Records provided:

──────

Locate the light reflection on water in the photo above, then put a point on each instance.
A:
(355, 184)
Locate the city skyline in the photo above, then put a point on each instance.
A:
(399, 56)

──────

Work request:
Every line of the data above is to be copied out exactly.

Result of the task:
Locate the light reflection on water in the photo above, then put a point on each instance.
A:
(355, 184)
Locate the city skyline in the photo above, then put a point on each instance.
A:
(399, 56)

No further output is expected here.